**** TEXTO DE LEITURA
21/05/19 12:18 - Atualizado há 5 anos
Por Márcio L. Spimpolo*
Muitos questionam a razão pela qual alguns condôminos pagam por outros e nunca são ressarcidos quando os valores retornam ao caixa do condomínio.
Já ouvi muitas teorias sobre isso e alguns posicionamentos equivocados de síndicos. A principal delas é que quando o dinheiro do inadimplente retorna, ele entra no movimento ordinário do condomínio e é utilizado para pagar as despesas comuns ou para reposição do caixa e de fundos diversos (de reserva, de obras, de pintura etc).
Daí, diante dessa resposta, surgem algumas perguntas:
Não seria essa uma forma de enriquecimento ilícito, tal qual preceituada pelo artigo 884, do Código Civil?
Art. 884. Aquele que, sem justa causa, se enriquecer à custa de outrem, será obrigado a restituir o indevidamente auferido, feita a atualização dos valores monetários.
Antes de respondermos a essas perguntas, é necessário que entendamos exatamente o que é a “taxa condominial”.
De forma bem objetiva e como muitos costumam dizer, para se chegar ao valor de uma “taxa condominial”, é preciso que se faça uma simples “conta de padaria”. Ou seja, se a despesa total do mês for de R$ 10 mil e houver 10 condôminos, cada um deve contribuir com R$ 1 mil com a ressalva do próximo parágrafo.
Sabemos que a maioria dos condomínios dividem as despesas por fração ideal. Este é o formato mais comum segundo a lei (art. 1336, I, do Código Civil). E se a convenção não dispuser de forma diferente, é por fração ideal que a conta deve ser dividida. Embora pessoalmente eu nem sempre concorde com essa última forma de divisão, este não será o momento para discuti-lo.
********
- TAREFAS ESCRITAS:
1. Transcreva o trecho do texto sobre a taxa condominial começando em "Daí, diante dessa" e seguindo até "dos valores monetários.".
2. Dê continuidade ao texto sobre a taxa condominial a partir do ponto em que ele para.
**** MATERIAL FORNECIDO
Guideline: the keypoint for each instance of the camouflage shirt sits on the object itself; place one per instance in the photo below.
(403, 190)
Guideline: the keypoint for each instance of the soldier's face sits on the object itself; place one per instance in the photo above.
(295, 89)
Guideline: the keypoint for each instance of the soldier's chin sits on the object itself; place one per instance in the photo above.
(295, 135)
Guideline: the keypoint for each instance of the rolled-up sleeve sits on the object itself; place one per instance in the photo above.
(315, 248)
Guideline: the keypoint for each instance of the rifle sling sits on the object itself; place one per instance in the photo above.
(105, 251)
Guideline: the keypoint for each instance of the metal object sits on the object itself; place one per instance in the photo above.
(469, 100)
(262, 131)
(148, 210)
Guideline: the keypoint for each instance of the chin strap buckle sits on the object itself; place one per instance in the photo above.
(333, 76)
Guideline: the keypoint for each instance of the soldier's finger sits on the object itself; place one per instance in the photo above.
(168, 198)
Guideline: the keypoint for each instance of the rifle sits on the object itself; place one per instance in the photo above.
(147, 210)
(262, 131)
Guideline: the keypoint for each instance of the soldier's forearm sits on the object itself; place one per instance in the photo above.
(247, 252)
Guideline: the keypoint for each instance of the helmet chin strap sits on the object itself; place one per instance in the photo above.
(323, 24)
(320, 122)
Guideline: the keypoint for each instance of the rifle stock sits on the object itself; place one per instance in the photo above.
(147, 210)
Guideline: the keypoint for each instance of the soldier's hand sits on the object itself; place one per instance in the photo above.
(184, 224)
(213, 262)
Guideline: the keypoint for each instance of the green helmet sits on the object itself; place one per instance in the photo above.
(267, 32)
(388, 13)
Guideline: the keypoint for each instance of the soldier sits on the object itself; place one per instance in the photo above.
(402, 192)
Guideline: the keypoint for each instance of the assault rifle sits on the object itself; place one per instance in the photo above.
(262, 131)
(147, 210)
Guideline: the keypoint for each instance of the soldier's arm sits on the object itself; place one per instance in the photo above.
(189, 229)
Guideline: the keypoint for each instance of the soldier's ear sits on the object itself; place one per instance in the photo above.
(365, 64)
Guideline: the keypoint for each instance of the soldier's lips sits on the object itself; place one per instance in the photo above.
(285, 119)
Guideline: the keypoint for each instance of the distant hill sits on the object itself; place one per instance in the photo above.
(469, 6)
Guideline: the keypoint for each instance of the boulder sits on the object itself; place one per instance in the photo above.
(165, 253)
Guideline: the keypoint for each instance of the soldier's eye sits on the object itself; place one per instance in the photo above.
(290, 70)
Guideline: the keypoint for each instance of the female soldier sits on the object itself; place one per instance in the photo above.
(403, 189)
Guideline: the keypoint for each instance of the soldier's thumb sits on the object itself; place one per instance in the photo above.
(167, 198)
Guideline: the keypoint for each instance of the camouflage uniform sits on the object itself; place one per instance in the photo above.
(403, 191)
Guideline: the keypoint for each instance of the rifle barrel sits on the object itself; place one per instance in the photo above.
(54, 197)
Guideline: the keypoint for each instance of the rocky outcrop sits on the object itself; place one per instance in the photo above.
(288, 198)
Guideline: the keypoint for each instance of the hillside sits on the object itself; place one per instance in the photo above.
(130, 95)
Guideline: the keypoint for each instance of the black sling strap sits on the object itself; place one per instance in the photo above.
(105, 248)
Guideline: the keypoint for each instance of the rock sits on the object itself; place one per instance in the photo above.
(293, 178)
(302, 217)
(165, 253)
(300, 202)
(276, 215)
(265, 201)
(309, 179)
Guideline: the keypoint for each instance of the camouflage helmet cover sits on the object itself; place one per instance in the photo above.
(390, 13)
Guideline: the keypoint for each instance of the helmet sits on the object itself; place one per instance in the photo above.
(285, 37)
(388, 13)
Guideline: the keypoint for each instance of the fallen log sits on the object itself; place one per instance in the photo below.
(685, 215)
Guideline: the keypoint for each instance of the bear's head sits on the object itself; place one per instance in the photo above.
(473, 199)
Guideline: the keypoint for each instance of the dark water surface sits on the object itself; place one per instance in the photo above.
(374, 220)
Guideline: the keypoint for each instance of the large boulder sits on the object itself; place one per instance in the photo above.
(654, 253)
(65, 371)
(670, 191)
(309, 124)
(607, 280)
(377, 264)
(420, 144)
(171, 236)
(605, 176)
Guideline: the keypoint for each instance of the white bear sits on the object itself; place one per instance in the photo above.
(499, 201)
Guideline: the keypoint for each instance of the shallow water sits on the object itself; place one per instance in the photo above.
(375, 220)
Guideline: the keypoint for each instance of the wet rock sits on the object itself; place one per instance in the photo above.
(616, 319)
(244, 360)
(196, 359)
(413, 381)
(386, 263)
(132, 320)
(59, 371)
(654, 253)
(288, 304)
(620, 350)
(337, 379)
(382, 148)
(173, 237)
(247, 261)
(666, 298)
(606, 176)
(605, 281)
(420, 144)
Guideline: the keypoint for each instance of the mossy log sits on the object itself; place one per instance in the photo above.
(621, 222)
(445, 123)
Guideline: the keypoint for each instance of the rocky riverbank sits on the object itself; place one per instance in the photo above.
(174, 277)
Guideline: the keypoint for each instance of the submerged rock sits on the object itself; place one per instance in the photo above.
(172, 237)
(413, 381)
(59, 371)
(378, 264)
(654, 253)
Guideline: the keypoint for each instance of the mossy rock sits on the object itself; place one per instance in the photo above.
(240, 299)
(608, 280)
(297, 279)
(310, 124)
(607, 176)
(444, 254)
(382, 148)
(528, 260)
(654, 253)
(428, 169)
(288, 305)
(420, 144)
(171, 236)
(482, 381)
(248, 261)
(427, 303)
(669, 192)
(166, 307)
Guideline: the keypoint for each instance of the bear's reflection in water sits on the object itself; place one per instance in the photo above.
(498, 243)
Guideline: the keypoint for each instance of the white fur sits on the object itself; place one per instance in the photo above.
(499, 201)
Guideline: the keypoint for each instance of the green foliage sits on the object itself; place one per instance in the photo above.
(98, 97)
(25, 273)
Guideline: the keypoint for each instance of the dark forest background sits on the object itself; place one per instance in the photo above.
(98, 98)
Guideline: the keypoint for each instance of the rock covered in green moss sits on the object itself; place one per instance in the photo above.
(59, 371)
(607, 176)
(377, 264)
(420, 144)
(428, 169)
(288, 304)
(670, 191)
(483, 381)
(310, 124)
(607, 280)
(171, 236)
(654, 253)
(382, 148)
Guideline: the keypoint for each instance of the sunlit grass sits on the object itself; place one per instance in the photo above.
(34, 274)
********
- RESPOSTAS EM ORDEM:
1.
Daí, diante dessa resposta, surgem algumas perguntas:
Não seria essa uma forma de enriquecimento ilícito, tal qual preceituada pelo artigo 884, do Código Civil?
Art. 884. Aquele que, sem justa causa, se enriquecer à custa de outrem, será obrigado a restituir o indevidamente auferido, feita a atualização dos valores monetários.

2.
Não obstante a isso e para facilitar o raciocínio do tema, vamos imaginar que o nosso condomínio seja dividido em partes iguais ou por unidade.
Assim, no exemplo dado acima, se cada condômino pagar R$ 1 mil todo mês, a despesa estará totalmente paga pela totalidade deles, qual seja, (10).
Porém, se somente 1 (um) não pagar a sua cota parte (ou seja, R$ 1 mil) o valor referente à cota dele deverá ser rateado entre os demais 9 (nove), de modo que cada um desses 9 (nove) pagará a mais na sua taxa o valor de R$ 111,11. E assim acontecerá todas as vezes que alguém não pagar a sua cota parte.
Ao final de 12 meses de inadimplência de 1 (um) só condômino, cada um dos 9 (nove) restantes terá pago o valor de R$ 1.333,32 a mais do que deveriam, ou seja, emprestaram este valor ao condomínio para que este honrasse com todas as despesas.
Digamos, porém, que o inadimplente efetue o pagamento integral da cota parte dele de uma só vez, pagando o valor total de R$ 12 mil, além dos juros e multas pelo inadimplemento.
A pergunta que não quer calar é:
Por óbvio, o dinheiro pertence aos condôminos. Nos dizeres de Nelson Kojranski¹, “os verdadeiros credores, embora representados em juízo pelo condomínio, são os demais condôminos que deram cobertura ao devedor”.
Ocorre que a maioria dos síndicos acreditam piamente que os valores pertencem ao condomínio e que eles podem fazer o que quiserem com essa ‘bolada’ que entrou inesperadamente no caixa. “Agora vou conseguir fazer aquela melhoria que tanto esperávamos!”, diz o empolgado síndico.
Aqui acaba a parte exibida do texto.